**Passage given:**
━━━━━━━━━━━━━━━━━━━━━━━━━━━━━━

Available MCMC methods (use with mcmc_method=):

  • "slice_np_vectorized": Slice sampling (numpy, vectorized, default)

  • "slice_np": Slice sampling (numpy, sequential)

  • "nuts_pyro": No-U-Turn Sampler (requires pip install "sbi[pyro]")

  • "hmc_pyro": Hamiltonian Monte Carlo (requires pip install "sbi[pyro]")

  • "slice_pymc", "hmc_pymc", "nuts_pymc": PyMC samplers (require pip install "sbi[pymc]")

Available VI methods (use with vi_method=):

  • "rKL": Reverse KL divergence (mode-seeking, default)

  • "fKL": Forward KL divergence (mass-covering)

  • "IW": Importance weighted

  • "alpha": Alpha divergence

Usage: Change mcmc_method="nuts_pyro" to any other MCMC method, or use vi_method="fKL" when sample_with="vi".

Sampling Level 4: Fine-Tune Parameters#

Use case: Optimize sampling performance, troubleshoot convergence issues

Fine-tune sampling parameters using dictionaries or PosteriorParameters dataclasses.

# Sampling Level 4a: Using parameter dictionaries
posterior_tuned = inference_nle.build_posterior(
    sample_with="mcmc",
    mcmc_method="slice_np_vectorized",
    mcmc_parameters={
        "warmup_steps": 100,      # Burn-in samples to discard
        "num_chains": 4,          # Number of parallel chains
        "thin": 2,                # Thinning factor
        "num_workers": 2,         # CPU cores for parallelization
    }
)

print("Sampling Level 4a: Dictionary-based parameter tuning")
# Sampling Level 4b: Using PosteriorParameters (recommended)

━━━━━━━━━━━━━━━━━━━━━━━━━━━━━━

**Entries shown:**
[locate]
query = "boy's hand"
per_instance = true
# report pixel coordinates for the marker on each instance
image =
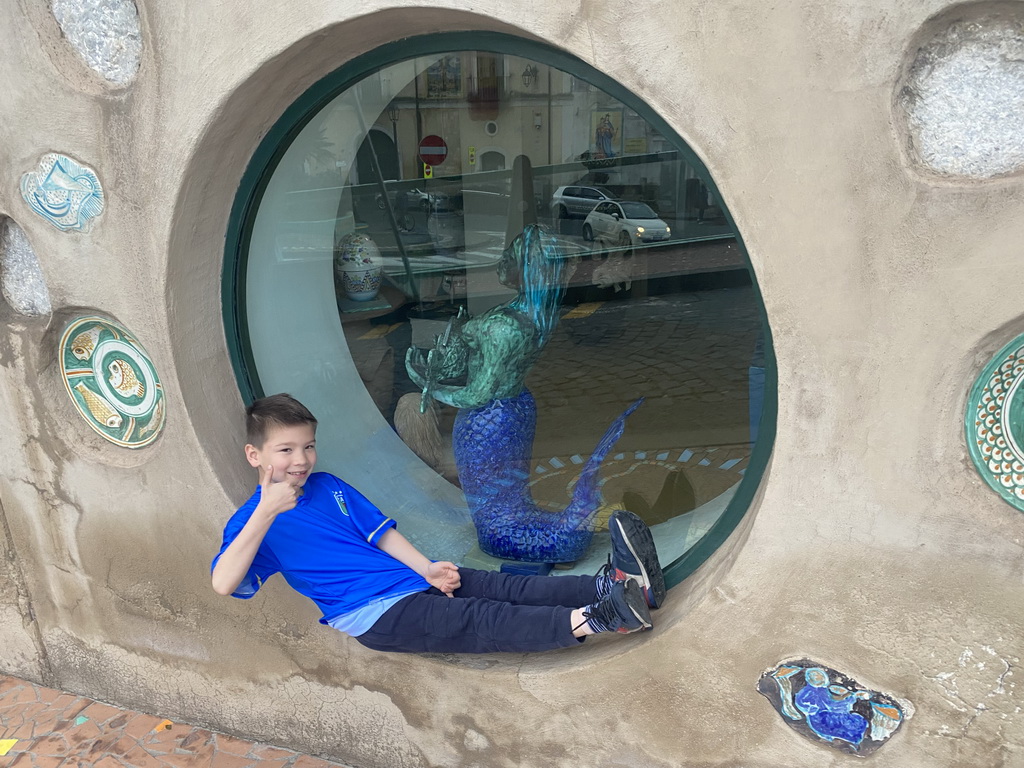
(279, 497)
(444, 577)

━━━━━━━━━━━━━━━━━━━━━━━━━━━━━━

**Directives:**
A. Which VI methods does the sampling passage list as options for vi_method=?
B. Reproduce everything in the sampling passage from "# Sampling Level 4a: Using" down to "Using PosteriorParameters (recommended)".

**Answers to the tasks:**
A.
- "rKL"
- "fKL"
- "IW"
- "alpha"

B.
# Sampling Level 4a: Using parameter dictionaries
posterior_tuned = inference_nle.build_posterior(
    sample_with="mcmc",
    mcmc_method="slice_np_vectorized",
    mcmc_parameters={
        "warmup_steps": 100,      # Burn-in samples to discard
        "num_chains": 4,          # Number of parallel chains
        "thin": 2,                # Thinning factor
        "num_workers": 2,         # CPU cores for parallelization
    }
)

print("Sampling Level 4a: Dictionary-based parameter tuning")
# Sampling Level 4b: Using PosteriorParameters (recommended)